• Exercise instructions
Nothing in the records should change; write them all out again.

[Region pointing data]
══════
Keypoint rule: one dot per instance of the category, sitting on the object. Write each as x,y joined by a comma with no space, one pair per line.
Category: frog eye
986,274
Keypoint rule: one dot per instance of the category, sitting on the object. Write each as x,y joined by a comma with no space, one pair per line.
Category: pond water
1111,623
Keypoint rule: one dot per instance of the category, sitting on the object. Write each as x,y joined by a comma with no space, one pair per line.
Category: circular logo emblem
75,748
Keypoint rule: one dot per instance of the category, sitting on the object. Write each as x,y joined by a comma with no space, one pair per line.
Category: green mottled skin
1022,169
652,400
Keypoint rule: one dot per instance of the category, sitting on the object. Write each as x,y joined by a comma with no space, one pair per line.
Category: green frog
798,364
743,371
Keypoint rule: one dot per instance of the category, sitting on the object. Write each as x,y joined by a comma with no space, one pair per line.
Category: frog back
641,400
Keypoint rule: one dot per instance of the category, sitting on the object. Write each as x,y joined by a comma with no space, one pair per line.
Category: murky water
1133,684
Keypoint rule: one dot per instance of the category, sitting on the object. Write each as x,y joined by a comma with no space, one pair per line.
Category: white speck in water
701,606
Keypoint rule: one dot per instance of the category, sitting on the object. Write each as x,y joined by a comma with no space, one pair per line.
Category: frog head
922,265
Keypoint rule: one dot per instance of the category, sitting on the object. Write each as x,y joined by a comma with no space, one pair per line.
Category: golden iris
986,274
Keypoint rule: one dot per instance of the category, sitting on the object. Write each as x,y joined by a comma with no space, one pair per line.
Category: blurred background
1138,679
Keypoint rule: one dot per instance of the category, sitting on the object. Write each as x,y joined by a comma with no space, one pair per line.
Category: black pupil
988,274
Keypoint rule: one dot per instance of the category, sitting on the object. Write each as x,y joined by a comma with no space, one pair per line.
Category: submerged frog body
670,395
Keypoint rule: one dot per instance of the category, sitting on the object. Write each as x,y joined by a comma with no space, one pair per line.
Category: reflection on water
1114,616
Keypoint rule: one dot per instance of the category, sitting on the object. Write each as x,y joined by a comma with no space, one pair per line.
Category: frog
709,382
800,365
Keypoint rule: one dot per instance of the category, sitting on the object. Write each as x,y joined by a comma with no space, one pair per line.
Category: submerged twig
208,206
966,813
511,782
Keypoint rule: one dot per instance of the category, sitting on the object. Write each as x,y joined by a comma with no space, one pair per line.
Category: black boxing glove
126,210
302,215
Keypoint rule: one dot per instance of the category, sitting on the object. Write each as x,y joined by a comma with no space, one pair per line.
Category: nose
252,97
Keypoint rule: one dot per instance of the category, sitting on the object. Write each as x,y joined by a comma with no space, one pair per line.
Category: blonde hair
══════
• Result
Keypoint rule: one dot per instance of the category, sitting on the object. Write each as x,y joined by a comma with no space, one pair per line.
Category: frog eye
986,274
Keypoint rule: one dot per instance of the category, sitting on the object. Write each as x,y joined by a comma with no space, one pair per line.
Category: pond water
1111,623
Keypoint rule: one dot per instance of the category, sitting on the object. Write each as x,y joined by a comma with no space, one pair per line.
Category: circular logo emblem
75,748
Keypoint rule: one dot per instance of the category, sitting on the object. Write each as x,y joined by a comma with no space, one pair per line.
Category: green mottled skin
1022,169
652,400
Keypoint rule: one dot per instance of the category, sitting on the object. Write each as x,y joined by a comma with no space, one pair per line.
Category: green frog
798,364
743,371
Keypoint rule: one dot per instance of the category, sitting on the object. Write each as x,y joined by a comma with no space, one pair per line.
Category: frog back
641,400
Keypoint rule: one dot per instance of the category, sitting on the object. Write each as x,y joined by a comma with no space, one pair per line.
Category: murky water
1133,684
Keypoint rule: one dot per instance of the category, sitting on the object. Write each as x,y joined by a comma with no space, one pair per line.
Category: white speck in water
701,606
Keypoint rule: one dot per instance of the category, sitting on the object. Write each as x,y joined by a comma with no space, one pair per line.
Category: frog head
922,265
Keypoint rule: one dot per instance of the category, sitting on the object. Write each as x,y joined by a comma with no space, one pair per line.
Category: golden iris
986,274
Keypoint rule: one dot per instance of the category, sitting on the object. Write each as x,y joined by a comma with no space, one pair per line.
Category: blurred background
1138,679
Keypoint rule: one dot per instance of the category, sitting on the object. Write each as x,y joined by a comma with no space, one pair per line.
Category: black pupil
988,274
Keypoint rule: one dot per instance of the category, sitting on the object. Write each as x,y joined by a comma with no space, one pair per line.
Category: submerged frog body
670,395
Keypoint rule: one dot per instance of the category, sitting on the object. Write each as x,y joined by a comma with no space, one pair per line.
Category: reflection on water
1114,616
Keypoint rule: one dot per instance of the category, sitting on the object. Write each as x,y joined by a comma with no space, one pair per line.
Category: frog
709,382
800,365
Keypoint rule: one dot per instance of the category, sitting on the object. Write each as x,y joined by a comma with no space, one pair per line.
Category: submerged twig
208,206
966,813
511,782
Keypoint rule: one dot per instance of the category, sitting on the object. Write each as x,y joined by a comma with no space, one pair per line.
Category: black boxing glove
126,210
302,215
Keypoint rule: one dot per instance of the category, sitting on the object. Write each as x,y joined by a comma with no space, one pair per line.
Category: nose
252,97
Keypoint rule: one dot per instance of the category, sitting on the object. Write each as x,y joined by a comma with no space, one pair per line.
Category: blonde hair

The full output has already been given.